## Do this
Please reproduce each of the following entries verbatim, line for line.

## Provided records

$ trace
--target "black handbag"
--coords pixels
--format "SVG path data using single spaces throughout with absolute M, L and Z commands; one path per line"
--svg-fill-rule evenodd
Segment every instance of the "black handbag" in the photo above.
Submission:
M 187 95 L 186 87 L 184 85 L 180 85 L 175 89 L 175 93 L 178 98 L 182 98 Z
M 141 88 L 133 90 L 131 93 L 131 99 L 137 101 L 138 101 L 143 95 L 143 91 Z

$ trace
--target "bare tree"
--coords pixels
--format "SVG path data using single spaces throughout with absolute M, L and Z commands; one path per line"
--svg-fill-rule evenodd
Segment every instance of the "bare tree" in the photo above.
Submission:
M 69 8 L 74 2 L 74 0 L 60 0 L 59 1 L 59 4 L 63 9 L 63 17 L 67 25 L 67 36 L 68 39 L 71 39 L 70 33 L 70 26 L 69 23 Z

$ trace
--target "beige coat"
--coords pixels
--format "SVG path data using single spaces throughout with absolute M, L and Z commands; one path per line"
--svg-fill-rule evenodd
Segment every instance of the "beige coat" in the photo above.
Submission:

## Output below
$ trace
--target "black handbag"
--coords pixels
--format "SVG path data using single spaces throughout with absolute M, L and Z commands; one path per line"
--svg-fill-rule evenodd
Segment every instance of the "black handbag" in the photo above.
Submission:
M 187 95 L 186 87 L 184 85 L 180 85 L 175 89 L 175 93 L 178 98 L 182 98 Z
M 141 88 L 133 90 L 131 93 L 131 99 L 137 101 L 138 101 L 143 95 L 143 91 Z

$ trace
--target "bare tree"
--coords pixels
--format "SVG path data using single spaces throughout with absolute M, L and Z commands; one path per line"
--svg-fill-rule evenodd
Segment every instance of the "bare tree" in the photo above.
Submission:
M 69 8 L 74 2 L 74 0 L 60 0 L 59 1 L 59 4 L 63 9 L 63 17 L 67 25 L 67 36 L 68 39 L 71 39 L 70 33 L 70 26 L 69 23 Z

$ trace
--target "beige coat"
--coords pixels
--format "SVG path data using single spaces throughout with absolute M, L and Z commands; one path per line"
--svg-fill-rule evenodd
Segment every instance of the "beige coat" in the photo above.
Submission:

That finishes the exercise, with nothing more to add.